====== Excerpt ======

Sam Smith is the director of the Just Transition Centre, working for a just transition for workers and communities. The Centre was established by the International Trade Union Confederation and partners to help unions and their allies get good plans for just transition at all levels. Previously, Sam was the global climate and energy leader for World Wildlife Fund (WWF), the world's largest conservation organization.
Brian Motherway

Dr. Brian Motherway is Head of the Energy Efficiency Division at the International Energy Agency (IEA), overseeing a range of analytical and outreach programmes supporting energy efficiency globally. In this position, Brian leads the IEA's work with the Global Commission on People-Centred Clean Energy Transitions. Prior to joining the IEA Brian was Chief Executive of the Sustainable Energy Authority of Ireland. Brian holds Bachelors and Masters degrees in engineering and a PhD in sociology.


Dr. Tamara Krawchenko (BA, MPA, PhD) is an assistant professor in the School of Public Administration and a member of the Institute for Integrated Energy Systems at the University of Victoria, Canada. Her research explores the role of the public sector in supporting a just transition to low-carbon economies in Canada and internationally and is particularly focused on transitions in oil-dependent economies and rural regions.

======

- **Problems to work on**:
(a) Duplicate part of the bios word for word, beginning at the words "Dr. Brian Motherway" and stopping after the words "PhD in sociology.".
(b) Based on the bios, is each of these statements true? Answer yes or no and quote the words that decide it. (i) Sam Smith once led climate and energy work globally for World Wildlife Fund. (ii) Brian Motherway's PhD is in engineering. (iii) Tamara Krawchenko is a full professor at the University of Victoria.

====== Material ======

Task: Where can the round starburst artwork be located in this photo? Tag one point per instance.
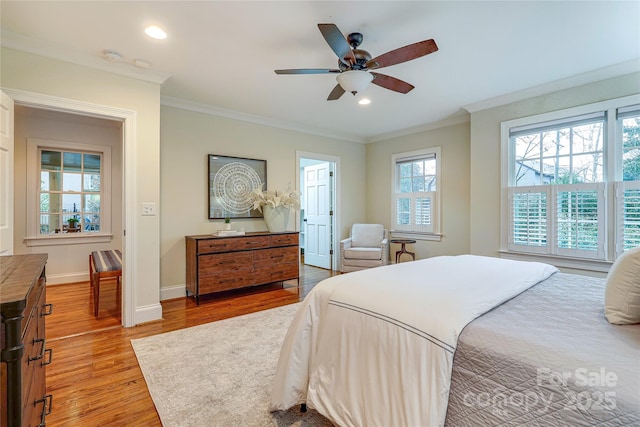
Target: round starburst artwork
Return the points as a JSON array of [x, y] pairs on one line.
[[232, 186]]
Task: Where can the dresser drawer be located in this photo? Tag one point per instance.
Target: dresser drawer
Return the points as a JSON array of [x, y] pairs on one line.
[[276, 273], [229, 244], [220, 263], [221, 282], [271, 257]]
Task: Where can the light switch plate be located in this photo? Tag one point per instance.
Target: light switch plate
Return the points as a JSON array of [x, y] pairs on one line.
[[148, 209]]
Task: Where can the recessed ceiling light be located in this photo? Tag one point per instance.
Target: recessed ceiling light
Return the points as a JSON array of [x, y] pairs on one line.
[[155, 32]]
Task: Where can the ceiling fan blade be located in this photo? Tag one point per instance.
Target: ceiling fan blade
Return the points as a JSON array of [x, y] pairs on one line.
[[337, 42], [307, 71], [391, 83], [336, 93], [402, 54]]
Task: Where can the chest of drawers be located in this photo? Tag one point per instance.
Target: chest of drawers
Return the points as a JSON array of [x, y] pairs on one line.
[[216, 264], [23, 401]]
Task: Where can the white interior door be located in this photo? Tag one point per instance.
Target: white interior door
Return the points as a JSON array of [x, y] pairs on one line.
[[317, 211], [6, 175]]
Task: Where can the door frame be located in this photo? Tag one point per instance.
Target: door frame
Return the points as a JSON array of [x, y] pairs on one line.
[[335, 224], [128, 119]]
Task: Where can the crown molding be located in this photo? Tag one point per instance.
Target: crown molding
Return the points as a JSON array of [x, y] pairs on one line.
[[558, 85], [453, 120], [44, 48], [259, 120]]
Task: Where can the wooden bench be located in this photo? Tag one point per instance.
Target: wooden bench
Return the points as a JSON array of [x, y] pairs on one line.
[[102, 265]]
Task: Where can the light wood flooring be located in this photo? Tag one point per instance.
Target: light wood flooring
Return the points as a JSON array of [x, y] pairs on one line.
[[95, 378]]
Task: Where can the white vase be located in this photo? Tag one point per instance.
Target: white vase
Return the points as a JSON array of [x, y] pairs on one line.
[[276, 218]]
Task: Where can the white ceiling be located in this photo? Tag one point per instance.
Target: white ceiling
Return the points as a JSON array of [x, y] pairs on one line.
[[220, 55]]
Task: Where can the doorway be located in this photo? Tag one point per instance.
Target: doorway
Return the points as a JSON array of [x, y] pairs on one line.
[[317, 181], [128, 142]]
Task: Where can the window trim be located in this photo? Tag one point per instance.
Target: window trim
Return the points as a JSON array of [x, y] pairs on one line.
[[611, 166], [435, 234], [33, 238]]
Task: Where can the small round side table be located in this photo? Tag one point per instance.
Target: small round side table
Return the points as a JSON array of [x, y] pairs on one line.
[[403, 249]]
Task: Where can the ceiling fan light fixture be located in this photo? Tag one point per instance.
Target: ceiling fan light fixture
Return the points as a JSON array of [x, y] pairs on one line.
[[155, 32], [354, 81]]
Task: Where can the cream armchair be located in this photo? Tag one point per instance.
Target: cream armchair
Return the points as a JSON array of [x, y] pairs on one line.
[[367, 247]]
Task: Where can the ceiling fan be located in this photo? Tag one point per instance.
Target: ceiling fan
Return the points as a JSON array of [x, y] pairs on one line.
[[354, 64]]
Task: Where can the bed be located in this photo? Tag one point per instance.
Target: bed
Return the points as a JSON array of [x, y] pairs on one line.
[[462, 340]]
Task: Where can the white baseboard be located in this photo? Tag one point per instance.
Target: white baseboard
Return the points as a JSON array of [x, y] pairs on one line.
[[60, 279], [171, 292], [148, 313]]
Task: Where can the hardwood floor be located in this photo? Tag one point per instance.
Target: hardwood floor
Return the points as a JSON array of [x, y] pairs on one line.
[[95, 378]]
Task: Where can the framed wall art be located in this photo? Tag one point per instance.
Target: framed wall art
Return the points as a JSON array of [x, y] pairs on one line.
[[231, 181]]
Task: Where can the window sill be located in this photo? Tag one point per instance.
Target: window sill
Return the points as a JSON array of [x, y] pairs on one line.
[[434, 237], [68, 239], [559, 261]]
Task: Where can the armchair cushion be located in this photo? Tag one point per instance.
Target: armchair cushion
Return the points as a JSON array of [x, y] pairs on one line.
[[363, 253], [367, 235]]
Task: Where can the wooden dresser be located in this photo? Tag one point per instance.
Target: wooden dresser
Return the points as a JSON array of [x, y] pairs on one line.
[[24, 399], [216, 264]]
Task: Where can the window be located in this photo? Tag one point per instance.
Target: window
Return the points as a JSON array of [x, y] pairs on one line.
[[67, 181], [415, 199], [573, 183]]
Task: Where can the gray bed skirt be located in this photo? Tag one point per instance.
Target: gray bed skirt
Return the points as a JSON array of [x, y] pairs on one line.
[[547, 357]]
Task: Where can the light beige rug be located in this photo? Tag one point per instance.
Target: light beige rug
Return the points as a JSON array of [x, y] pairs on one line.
[[220, 373]]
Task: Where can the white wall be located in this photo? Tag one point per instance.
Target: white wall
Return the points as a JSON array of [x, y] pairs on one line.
[[66, 263], [485, 149], [454, 166], [40, 75], [188, 137]]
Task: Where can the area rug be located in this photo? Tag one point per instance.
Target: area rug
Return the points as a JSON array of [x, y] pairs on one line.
[[220, 373]]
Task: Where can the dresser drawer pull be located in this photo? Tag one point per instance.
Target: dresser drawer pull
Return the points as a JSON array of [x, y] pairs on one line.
[[47, 403], [43, 350], [50, 358], [47, 313]]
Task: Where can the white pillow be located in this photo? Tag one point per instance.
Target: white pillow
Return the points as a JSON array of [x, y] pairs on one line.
[[622, 293]]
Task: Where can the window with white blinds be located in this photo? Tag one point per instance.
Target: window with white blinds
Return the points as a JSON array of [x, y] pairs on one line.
[[560, 173], [415, 199]]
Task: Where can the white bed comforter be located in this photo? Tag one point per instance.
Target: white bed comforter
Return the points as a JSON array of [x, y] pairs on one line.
[[375, 347]]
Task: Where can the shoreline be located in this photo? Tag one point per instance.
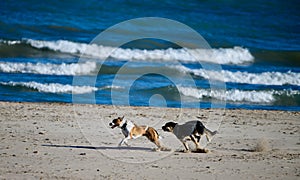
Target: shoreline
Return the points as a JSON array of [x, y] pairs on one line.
[[62, 140]]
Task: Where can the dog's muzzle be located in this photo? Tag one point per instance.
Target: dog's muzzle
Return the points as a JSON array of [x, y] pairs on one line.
[[165, 128], [112, 125]]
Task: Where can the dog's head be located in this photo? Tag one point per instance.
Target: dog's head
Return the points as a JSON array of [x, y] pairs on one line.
[[169, 126], [116, 122]]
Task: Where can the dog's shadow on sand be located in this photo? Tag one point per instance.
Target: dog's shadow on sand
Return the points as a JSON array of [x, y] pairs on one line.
[[99, 147]]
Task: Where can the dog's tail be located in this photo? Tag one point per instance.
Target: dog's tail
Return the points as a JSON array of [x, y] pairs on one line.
[[209, 133]]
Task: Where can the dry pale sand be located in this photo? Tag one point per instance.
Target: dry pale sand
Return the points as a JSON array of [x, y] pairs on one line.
[[65, 141]]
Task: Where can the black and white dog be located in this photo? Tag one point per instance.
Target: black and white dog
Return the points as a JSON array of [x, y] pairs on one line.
[[192, 130]]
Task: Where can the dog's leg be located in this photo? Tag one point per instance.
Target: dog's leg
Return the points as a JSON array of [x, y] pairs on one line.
[[195, 141], [209, 134], [124, 141], [185, 145]]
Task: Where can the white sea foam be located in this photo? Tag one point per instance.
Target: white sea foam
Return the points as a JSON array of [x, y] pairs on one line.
[[265, 78], [236, 55], [48, 68], [235, 95], [52, 87]]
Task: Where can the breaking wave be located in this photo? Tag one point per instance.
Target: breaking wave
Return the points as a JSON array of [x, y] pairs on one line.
[[48, 68], [235, 55], [235, 95], [265, 78], [52, 87]]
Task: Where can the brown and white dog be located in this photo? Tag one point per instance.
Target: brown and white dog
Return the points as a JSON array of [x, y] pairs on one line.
[[192, 130], [133, 131]]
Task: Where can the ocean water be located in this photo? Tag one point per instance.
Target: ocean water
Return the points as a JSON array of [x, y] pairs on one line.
[[255, 44]]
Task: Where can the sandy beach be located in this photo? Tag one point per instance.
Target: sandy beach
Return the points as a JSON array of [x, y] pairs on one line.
[[66, 141]]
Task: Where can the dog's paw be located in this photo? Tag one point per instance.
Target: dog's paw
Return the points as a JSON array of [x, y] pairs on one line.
[[183, 151], [200, 150], [165, 149]]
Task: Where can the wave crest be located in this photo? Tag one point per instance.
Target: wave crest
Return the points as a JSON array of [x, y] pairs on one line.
[[265, 78], [49, 69], [235, 55], [53, 87]]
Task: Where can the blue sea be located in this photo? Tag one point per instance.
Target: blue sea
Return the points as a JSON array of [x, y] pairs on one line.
[[52, 51]]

======

- **Worked answers**:
(a)
Dr. Brian Motherway is Head of the Energy Efficiency Division at the International Energy Agency (IEA), overseeing a range of analytical and outreach programmes supporting energy efficiency globally. In this position, Brian leads the IEA's work with the Global Commission on People-Centred Clean Energy Transitions. Prior to joining the IEA Brian was Chief Executive of the Sustainable Energy Authority of Ireland. Brian holds Bachelors and Masters degrees in engineering and a PhD in sociology.

(b)
(i) Yes: "Previously, Sam was the global climate and energy leader for World Wildlife Fund (WWF)"
(ii) No: "Brian holds Bachelors and Masters degrees in engineering and a PhD in sociology"
(iii) No: "is an assistant professor in the School of Public Administration"